--- Direction A ---
According to Ms Brady in the Fox & Hare text below, what do the firm's young, tech-savvy clients expect? List every expectation.
--- Direction B ---
In the Fox & Hare text below, rewrite the paragraph beginning "One of the systems it has implemented" more briefly, keeping its main facts.

--- Quoted text ---
The pair have used their network for referrals, social media and events to grow their base.

“One thing that’s been amazing and probably quite surprising to the community at large is we’ve never really wanted for clients,” Ms Brady says.

“That hasn’t been a challenge. And I think that speaks to the fact that we really are speaking a different language and we really are catering to a younger demographic who didn’t know where to turn to before.”

Ms Brady says she saw a gap between traditional advice and demand from younger people for strategic and non-biased advice.

“It was a very bold move to leave a fantastic corporate role, and it was a fantastic corporate role, but it was just this burning desire to be able to help people at the coalface and really have that engagement one-on-one and know that we’re making a difference,” she says.

“It’s incredibly rewarding to be able to watch clients kind of move from, you know, that scared and anxiety-filled person at the beginning of the experience to someone who feels really on top of their financial world and knows how their strategies kind of move them towards whatever it is that they want to achieve.”

Serving tech-savvy clients

The process of giving advice is filled with friction at different points along the way. Fox & Hare uses a range of technology to combat it, Ms Brady believes more so than other practices.

One of the systems it has implemented is a goal tracking system, with daily monitoring for clients across accounts and investments in one interface. The business also doesn’t use fax lines or handwritten forms, instead asking clients to complete online forms that move directly into its CRM.

Ms Brady says old systems can be “challenging,” referring to a client’s provider, where she has been required to post original copies of paper-based information, with a five to 10 business day turn-around time.

“We’ve really just tried to think about the clients that we work with who are young, tech savvy, digitally native people, you know, they want us to interact with them in a way that they would with any other kind of provider,” Ms Brady comments.

“They expect to be able to do things online, they expect us to be able to sign documents online, they expect information can seamlessly transfer from one kind of system to another and that they could have live information on their accounts and portfolios related to goals.

“We’re just trying to create great client experiences but also remove admin burdens where we can from the back end to kind of minimise cost to serve. If we can create tech solutions that really enhance that journey for the client, just make it easier for them, then we’re definitely keen to do that.”

--- Records ---
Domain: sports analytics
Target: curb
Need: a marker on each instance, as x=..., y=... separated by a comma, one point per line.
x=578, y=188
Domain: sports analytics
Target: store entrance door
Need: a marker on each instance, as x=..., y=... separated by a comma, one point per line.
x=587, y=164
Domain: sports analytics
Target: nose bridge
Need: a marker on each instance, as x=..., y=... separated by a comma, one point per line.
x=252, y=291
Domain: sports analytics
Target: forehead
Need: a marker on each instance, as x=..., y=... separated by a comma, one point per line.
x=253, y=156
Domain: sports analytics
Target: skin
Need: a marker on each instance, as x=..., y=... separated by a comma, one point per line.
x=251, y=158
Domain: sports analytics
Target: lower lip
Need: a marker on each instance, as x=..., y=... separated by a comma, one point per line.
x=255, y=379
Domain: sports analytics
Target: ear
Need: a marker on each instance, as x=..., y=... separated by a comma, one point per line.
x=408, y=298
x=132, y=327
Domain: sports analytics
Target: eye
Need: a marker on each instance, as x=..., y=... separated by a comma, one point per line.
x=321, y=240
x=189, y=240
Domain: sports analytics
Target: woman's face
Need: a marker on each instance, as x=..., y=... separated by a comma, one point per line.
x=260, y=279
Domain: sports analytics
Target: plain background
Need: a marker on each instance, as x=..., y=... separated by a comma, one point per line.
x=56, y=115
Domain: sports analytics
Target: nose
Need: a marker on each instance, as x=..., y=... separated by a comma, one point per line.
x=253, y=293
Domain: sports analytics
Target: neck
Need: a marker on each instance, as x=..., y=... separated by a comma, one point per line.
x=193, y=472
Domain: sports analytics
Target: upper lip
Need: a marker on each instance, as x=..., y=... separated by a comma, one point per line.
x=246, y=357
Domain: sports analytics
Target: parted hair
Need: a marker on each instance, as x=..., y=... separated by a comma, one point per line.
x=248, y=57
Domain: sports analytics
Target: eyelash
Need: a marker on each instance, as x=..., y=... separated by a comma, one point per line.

--- Right answer A ---
- To be able to do things online
- To be able to sign documents online
- That information can transfer seamlessly from one system to another
- To have live information on their accounts and portfolios related to goals

--- Right answer B ---
Fox & Hare uses a goal tracking system that monitors clients' accounts and investments daily in one interface. It has no fax lines or handwritten forms. Clients fill in online forms that go straight into its CRM.